Entries supplied =
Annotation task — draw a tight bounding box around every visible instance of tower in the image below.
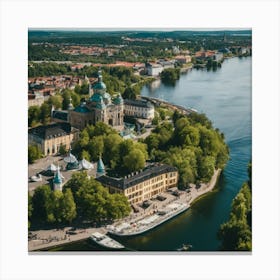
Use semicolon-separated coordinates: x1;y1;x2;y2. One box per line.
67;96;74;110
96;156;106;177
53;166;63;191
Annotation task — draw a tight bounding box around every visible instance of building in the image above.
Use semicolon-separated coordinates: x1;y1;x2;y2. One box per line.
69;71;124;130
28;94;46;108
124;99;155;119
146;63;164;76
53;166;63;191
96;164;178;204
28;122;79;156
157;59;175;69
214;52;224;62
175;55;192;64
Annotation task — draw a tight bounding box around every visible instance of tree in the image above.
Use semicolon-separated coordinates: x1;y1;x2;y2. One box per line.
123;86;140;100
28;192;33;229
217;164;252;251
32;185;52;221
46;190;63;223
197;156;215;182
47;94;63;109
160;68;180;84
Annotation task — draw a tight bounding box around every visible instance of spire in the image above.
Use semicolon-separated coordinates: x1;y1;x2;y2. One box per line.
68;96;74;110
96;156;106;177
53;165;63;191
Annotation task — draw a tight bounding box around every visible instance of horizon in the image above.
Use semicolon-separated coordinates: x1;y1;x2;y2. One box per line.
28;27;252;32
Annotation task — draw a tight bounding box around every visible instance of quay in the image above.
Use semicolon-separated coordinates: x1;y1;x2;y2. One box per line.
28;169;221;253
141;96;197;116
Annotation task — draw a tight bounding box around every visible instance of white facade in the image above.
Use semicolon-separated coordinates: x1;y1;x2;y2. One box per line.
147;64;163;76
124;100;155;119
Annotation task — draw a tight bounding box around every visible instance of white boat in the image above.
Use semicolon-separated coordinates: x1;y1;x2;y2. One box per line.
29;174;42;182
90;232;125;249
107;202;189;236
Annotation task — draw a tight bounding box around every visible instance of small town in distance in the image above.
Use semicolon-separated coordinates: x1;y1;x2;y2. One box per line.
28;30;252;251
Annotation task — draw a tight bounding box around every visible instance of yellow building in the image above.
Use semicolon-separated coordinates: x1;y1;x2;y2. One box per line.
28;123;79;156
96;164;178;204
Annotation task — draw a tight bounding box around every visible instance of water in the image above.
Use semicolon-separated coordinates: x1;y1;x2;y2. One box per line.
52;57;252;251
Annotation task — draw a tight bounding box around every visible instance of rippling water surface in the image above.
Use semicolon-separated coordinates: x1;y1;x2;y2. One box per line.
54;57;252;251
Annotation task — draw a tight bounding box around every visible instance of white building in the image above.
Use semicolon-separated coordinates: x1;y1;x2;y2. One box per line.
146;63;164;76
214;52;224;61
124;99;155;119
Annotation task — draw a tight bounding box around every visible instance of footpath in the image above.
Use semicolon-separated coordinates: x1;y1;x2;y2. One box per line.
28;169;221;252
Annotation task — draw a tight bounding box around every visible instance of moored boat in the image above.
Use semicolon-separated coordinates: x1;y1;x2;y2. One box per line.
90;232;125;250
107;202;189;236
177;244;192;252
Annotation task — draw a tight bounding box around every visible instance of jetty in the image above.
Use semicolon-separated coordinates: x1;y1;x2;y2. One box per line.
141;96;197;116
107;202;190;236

Problem description = Please count the lines in the rows above that contain the string "boat". Case counts, so reply with the number alone.

Full solution = 2